- **Task goal**:
Search the records for "foliage". Copy every line where it appears.

- **Dataset records**:
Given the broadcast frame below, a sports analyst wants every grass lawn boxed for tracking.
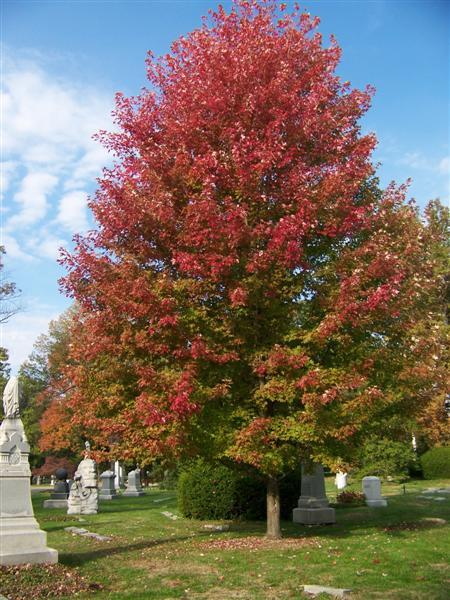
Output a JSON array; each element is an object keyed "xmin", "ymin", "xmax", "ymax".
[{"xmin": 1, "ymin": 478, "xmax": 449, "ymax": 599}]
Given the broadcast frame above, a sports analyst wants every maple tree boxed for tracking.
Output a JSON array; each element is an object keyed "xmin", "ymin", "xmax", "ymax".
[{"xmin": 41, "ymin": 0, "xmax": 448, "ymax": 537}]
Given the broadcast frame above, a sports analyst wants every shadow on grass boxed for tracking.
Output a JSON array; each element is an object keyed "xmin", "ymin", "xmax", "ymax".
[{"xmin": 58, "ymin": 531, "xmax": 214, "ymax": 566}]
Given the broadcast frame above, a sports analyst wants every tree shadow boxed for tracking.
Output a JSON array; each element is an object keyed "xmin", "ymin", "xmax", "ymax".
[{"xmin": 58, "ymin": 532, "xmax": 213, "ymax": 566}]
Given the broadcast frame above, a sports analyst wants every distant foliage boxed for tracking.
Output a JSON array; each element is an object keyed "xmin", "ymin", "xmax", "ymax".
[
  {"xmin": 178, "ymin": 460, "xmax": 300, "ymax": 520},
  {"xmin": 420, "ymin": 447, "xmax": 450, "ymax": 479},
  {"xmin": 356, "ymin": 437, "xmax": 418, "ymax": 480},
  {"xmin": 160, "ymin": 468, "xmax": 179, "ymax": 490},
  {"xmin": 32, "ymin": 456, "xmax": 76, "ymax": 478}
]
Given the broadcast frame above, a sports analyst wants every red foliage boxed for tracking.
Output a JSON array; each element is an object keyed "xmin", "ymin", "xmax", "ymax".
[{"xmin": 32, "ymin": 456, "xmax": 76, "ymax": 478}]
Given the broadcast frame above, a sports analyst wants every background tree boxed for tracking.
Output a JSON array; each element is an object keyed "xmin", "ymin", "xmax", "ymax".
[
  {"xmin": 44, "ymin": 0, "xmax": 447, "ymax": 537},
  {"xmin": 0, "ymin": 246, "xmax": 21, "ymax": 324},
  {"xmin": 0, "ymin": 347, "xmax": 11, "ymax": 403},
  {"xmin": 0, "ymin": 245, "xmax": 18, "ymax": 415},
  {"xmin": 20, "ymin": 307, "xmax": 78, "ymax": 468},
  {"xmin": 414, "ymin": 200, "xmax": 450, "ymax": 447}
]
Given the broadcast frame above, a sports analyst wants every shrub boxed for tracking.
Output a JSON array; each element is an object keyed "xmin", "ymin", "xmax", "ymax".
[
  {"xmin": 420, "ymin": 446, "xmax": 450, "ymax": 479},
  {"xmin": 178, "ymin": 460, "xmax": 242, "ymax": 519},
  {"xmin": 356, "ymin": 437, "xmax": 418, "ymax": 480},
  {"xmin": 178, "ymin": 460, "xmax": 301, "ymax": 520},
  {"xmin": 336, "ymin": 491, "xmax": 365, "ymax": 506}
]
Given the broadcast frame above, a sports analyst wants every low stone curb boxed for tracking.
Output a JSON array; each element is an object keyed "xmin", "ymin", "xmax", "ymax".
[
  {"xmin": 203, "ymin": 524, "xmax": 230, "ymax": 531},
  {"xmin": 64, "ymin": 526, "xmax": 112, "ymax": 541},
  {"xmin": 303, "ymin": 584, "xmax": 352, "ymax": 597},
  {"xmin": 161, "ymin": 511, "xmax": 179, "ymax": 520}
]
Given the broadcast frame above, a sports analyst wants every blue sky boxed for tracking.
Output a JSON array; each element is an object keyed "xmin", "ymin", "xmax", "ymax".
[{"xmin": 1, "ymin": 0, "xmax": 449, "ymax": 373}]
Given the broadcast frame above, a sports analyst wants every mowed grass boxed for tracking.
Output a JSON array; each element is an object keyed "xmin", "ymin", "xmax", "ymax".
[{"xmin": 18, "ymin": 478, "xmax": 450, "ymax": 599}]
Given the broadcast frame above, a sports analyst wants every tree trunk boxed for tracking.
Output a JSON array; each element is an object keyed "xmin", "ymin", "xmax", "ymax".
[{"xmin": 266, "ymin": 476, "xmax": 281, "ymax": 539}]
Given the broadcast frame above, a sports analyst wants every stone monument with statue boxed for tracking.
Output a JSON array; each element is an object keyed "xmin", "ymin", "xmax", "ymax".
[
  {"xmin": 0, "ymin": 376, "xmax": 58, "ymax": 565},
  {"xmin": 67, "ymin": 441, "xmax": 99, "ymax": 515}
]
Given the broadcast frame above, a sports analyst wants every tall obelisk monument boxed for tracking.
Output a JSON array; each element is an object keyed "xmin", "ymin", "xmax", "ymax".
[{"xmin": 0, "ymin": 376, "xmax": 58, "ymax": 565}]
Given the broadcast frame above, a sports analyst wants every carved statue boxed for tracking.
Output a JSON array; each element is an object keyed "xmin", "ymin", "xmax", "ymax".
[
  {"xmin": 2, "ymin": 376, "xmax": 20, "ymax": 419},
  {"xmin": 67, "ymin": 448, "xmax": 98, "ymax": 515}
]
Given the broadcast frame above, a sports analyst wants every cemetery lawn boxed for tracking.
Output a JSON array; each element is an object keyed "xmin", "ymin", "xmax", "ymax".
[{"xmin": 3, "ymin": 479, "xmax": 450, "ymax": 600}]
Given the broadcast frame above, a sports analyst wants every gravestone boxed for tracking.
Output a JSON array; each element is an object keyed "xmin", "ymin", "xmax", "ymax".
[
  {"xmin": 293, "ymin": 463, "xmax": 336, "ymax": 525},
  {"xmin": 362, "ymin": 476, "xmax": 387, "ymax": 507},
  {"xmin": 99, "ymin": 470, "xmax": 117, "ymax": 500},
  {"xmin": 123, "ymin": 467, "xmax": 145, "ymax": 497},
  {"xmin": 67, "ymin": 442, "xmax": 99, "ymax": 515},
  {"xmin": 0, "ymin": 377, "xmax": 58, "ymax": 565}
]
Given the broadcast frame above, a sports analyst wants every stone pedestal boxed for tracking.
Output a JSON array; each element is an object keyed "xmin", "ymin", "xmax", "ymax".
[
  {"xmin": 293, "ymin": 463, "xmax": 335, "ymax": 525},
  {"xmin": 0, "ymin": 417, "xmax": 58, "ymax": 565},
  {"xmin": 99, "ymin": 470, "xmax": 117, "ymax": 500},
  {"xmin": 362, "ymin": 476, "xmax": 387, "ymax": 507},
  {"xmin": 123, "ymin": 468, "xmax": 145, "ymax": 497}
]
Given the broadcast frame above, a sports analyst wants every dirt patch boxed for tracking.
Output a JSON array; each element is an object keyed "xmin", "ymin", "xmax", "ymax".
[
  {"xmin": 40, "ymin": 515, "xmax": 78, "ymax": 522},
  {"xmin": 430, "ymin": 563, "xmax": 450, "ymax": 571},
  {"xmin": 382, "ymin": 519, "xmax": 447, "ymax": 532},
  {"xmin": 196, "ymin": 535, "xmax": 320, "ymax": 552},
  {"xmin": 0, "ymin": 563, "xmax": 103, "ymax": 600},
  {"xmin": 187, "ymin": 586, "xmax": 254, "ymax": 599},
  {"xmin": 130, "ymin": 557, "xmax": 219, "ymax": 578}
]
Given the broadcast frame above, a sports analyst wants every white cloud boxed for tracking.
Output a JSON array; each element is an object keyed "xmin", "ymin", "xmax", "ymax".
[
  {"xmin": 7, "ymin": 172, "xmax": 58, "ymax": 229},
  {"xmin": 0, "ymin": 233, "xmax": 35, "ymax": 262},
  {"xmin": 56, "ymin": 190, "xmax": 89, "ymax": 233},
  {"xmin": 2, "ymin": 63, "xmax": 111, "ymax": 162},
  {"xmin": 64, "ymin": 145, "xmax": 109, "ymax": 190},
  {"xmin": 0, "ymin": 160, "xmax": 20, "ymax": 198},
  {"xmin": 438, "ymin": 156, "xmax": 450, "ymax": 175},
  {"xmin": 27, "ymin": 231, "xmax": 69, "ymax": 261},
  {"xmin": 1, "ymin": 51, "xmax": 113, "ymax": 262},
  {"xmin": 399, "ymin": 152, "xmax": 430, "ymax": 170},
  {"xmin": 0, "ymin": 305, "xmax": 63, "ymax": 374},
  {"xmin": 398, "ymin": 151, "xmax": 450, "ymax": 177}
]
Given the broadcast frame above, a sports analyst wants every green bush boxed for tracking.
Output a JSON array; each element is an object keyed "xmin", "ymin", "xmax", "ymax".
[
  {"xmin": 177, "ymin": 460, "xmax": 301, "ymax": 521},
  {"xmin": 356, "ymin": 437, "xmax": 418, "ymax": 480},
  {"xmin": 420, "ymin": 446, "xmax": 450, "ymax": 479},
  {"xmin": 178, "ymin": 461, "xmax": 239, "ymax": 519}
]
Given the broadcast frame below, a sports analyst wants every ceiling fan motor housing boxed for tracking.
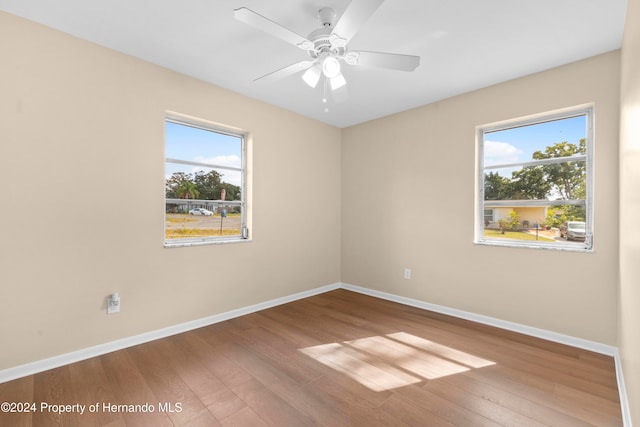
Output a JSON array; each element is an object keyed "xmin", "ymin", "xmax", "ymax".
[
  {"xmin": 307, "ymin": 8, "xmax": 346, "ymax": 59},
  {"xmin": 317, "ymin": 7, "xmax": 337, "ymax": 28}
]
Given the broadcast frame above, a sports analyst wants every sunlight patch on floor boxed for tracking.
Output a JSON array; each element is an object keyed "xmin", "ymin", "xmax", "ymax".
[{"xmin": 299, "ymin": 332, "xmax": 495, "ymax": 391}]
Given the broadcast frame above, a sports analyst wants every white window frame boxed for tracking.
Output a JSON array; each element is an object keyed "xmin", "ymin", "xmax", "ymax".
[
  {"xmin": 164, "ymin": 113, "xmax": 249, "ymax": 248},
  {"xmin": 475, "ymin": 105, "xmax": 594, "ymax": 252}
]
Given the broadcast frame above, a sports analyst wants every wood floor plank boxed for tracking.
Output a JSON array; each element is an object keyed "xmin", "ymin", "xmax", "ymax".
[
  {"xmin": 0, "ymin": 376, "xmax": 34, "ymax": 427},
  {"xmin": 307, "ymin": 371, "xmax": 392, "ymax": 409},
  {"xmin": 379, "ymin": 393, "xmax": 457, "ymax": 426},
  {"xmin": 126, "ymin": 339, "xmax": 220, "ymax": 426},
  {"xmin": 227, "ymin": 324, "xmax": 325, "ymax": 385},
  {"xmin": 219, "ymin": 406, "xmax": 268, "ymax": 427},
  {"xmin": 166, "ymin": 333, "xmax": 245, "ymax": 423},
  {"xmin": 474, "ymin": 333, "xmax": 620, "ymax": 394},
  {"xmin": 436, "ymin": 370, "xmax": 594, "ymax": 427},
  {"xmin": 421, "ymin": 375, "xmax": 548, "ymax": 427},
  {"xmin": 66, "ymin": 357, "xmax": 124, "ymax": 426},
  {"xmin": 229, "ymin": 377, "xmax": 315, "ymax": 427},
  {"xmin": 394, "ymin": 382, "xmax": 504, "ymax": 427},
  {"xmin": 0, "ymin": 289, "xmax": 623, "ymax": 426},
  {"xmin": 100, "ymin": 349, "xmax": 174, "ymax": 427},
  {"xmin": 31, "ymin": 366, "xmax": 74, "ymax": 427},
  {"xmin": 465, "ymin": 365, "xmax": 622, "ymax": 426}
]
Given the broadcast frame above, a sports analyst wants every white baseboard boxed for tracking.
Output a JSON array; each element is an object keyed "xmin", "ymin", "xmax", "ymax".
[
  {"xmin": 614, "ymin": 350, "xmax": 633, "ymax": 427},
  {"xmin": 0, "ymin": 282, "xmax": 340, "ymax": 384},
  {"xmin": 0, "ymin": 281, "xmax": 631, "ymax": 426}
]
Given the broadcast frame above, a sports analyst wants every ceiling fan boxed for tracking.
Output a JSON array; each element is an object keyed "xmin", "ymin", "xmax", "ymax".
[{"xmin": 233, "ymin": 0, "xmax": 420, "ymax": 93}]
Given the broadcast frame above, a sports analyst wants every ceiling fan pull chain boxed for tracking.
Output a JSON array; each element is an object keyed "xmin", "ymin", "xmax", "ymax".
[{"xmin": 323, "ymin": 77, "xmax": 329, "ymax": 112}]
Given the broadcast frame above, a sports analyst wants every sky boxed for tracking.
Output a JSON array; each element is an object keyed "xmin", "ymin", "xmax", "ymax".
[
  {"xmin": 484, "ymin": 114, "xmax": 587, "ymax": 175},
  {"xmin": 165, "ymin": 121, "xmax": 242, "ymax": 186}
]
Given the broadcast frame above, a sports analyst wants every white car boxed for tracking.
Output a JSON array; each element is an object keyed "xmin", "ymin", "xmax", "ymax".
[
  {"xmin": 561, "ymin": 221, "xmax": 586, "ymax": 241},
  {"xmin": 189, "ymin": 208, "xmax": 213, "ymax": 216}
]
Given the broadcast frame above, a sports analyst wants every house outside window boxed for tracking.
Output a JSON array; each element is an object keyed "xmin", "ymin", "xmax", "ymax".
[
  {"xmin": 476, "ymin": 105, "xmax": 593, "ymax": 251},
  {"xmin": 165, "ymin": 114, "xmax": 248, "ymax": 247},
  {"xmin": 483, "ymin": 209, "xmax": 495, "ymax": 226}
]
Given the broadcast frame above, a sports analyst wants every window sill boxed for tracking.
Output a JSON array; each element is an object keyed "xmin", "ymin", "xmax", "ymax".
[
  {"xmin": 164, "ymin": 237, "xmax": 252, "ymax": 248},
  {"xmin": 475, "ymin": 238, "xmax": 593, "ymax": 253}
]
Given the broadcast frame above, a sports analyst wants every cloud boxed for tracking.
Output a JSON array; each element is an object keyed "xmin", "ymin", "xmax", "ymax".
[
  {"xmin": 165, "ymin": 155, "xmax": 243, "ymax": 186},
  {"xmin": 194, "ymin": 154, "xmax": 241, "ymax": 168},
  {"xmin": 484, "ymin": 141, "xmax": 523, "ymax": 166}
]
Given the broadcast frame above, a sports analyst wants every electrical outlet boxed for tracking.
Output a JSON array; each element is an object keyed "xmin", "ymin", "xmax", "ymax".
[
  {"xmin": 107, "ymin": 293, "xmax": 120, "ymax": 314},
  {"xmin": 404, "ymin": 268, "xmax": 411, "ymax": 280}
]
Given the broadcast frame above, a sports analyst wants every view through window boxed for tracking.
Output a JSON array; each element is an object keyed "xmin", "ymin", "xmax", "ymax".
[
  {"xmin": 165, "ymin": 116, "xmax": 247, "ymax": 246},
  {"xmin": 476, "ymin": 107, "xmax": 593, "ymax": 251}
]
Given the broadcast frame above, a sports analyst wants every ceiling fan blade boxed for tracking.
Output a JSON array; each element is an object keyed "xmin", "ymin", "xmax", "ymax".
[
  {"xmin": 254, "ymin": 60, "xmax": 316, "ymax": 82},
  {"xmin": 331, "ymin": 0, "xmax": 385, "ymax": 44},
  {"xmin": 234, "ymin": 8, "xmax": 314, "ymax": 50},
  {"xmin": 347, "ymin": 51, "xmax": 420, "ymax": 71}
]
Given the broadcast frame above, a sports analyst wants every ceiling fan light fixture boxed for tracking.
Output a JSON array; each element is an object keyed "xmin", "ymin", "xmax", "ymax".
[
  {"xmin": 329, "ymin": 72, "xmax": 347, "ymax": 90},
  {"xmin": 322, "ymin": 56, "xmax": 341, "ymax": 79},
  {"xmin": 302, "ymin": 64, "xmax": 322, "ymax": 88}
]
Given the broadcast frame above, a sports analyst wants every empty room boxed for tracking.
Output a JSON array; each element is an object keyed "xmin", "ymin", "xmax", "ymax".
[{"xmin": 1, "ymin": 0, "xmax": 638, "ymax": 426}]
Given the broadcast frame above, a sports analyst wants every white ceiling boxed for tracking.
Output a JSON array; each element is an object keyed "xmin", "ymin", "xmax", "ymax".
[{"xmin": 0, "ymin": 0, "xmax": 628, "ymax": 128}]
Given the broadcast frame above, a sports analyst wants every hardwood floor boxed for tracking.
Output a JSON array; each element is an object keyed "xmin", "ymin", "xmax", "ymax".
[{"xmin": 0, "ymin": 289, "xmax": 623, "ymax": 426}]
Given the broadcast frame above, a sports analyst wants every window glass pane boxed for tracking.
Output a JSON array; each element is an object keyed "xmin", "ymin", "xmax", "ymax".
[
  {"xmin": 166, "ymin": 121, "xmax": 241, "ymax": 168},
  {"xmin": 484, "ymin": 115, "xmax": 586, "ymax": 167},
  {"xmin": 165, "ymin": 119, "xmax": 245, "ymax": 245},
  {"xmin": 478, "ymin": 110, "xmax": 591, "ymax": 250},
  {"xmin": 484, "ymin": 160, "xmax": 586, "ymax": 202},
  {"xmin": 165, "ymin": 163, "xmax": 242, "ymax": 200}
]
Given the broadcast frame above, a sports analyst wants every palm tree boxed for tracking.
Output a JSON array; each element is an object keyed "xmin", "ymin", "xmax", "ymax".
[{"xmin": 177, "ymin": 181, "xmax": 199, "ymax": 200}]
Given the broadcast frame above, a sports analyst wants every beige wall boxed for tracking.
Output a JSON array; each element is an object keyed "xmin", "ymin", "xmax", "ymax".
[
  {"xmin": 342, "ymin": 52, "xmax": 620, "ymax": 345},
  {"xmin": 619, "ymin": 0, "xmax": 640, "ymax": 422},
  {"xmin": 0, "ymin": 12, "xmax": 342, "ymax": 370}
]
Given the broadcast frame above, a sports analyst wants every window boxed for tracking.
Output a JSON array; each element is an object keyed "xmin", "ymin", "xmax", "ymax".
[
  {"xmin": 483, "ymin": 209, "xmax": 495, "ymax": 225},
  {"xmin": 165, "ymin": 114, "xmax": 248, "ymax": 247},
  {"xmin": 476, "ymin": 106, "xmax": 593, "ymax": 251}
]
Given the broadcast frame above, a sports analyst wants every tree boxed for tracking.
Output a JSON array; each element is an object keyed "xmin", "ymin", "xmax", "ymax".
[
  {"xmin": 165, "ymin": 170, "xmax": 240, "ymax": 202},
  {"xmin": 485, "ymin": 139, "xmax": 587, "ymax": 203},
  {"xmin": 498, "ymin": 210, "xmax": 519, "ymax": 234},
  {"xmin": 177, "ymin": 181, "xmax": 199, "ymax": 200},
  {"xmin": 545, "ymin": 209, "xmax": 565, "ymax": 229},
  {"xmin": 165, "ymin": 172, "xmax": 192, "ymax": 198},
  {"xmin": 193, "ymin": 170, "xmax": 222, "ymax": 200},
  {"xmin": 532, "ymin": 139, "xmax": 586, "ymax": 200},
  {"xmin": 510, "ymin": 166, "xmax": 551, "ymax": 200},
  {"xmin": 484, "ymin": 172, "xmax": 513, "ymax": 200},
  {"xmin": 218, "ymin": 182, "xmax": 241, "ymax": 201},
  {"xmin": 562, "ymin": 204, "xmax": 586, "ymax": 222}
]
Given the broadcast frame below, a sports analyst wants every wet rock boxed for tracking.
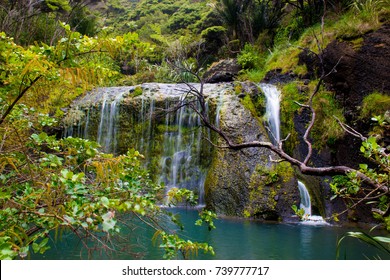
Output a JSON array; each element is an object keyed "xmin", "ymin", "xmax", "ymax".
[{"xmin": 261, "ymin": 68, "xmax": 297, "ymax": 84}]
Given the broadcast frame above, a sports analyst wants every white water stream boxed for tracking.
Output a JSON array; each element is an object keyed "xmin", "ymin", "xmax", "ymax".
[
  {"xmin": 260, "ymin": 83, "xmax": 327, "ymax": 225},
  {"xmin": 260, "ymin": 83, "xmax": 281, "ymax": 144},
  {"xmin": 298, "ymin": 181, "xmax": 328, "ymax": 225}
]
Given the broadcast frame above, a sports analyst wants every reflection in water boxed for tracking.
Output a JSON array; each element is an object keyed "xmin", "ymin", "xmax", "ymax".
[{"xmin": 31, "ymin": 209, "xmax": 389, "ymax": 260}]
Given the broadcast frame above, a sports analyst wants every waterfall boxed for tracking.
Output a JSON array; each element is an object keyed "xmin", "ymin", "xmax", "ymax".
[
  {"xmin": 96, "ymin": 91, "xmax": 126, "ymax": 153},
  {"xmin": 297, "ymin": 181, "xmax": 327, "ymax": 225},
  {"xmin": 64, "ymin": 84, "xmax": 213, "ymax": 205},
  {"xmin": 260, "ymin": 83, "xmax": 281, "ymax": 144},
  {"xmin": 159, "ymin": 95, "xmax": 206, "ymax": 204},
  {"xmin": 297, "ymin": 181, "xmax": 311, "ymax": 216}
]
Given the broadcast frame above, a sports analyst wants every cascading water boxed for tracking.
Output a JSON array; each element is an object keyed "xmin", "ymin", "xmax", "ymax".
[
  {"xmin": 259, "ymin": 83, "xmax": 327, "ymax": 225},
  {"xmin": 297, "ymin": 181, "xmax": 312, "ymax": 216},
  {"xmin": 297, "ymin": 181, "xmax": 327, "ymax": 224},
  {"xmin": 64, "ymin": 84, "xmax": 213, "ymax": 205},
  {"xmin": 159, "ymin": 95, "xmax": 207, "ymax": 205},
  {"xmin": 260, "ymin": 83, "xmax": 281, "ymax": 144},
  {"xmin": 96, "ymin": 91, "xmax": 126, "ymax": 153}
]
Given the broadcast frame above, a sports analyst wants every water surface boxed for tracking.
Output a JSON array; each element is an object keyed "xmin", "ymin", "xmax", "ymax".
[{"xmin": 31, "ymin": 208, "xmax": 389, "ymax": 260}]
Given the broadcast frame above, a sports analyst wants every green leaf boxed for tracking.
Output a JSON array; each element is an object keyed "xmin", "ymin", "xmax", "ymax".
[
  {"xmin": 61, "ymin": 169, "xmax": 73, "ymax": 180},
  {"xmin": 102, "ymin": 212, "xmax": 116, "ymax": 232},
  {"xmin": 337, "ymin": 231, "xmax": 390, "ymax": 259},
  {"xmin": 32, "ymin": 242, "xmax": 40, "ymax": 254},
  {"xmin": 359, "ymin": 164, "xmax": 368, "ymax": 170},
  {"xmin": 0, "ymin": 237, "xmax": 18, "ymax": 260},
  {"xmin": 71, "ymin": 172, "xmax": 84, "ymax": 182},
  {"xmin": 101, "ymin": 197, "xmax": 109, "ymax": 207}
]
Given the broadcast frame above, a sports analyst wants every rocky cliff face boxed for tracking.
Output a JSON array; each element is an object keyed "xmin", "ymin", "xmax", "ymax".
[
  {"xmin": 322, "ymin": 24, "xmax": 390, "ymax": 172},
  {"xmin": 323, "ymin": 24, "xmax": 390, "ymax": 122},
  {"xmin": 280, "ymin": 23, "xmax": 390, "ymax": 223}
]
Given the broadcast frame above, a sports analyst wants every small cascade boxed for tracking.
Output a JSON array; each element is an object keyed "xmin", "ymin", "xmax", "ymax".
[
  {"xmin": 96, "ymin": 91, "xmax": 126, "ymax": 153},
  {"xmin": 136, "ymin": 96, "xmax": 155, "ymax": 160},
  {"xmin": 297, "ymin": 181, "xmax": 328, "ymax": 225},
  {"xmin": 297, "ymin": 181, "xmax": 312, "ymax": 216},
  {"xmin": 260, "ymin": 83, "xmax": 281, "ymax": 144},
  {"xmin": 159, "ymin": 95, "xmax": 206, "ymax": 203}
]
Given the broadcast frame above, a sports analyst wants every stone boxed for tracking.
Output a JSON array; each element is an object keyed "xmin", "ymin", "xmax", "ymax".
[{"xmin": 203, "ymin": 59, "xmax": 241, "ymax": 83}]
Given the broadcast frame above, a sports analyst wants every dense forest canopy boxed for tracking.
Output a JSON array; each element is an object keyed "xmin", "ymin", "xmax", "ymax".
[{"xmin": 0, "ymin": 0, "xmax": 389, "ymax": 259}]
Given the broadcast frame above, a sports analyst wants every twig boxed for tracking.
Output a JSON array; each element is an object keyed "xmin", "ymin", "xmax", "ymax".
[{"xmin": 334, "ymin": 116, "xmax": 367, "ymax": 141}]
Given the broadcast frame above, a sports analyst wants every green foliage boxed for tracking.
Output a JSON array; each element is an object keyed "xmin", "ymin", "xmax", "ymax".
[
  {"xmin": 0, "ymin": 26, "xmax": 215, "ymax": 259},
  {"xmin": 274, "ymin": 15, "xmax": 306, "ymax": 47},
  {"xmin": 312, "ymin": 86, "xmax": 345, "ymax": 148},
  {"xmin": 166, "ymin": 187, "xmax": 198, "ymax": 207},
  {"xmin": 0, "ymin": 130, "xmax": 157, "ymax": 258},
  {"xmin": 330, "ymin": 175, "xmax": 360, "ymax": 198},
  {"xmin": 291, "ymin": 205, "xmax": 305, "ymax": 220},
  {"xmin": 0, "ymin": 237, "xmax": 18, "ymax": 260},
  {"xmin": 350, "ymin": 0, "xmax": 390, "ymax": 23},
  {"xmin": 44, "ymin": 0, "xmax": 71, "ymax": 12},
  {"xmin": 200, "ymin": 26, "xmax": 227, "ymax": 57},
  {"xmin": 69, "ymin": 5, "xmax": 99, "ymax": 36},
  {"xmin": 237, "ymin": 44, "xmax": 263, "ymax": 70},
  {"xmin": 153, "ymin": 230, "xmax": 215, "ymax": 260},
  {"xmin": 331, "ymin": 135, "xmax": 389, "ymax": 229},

- **Output for this exercise**:
Given the broadcast frame above, a sports analyst wants every distant foliage boxed for tracking.
Given the broadcast frame above, a sports analyst wants every red foliage boxed for tracking.
Given the broadcast frame above, a sports analyst wants every green foliage boxed for tracking.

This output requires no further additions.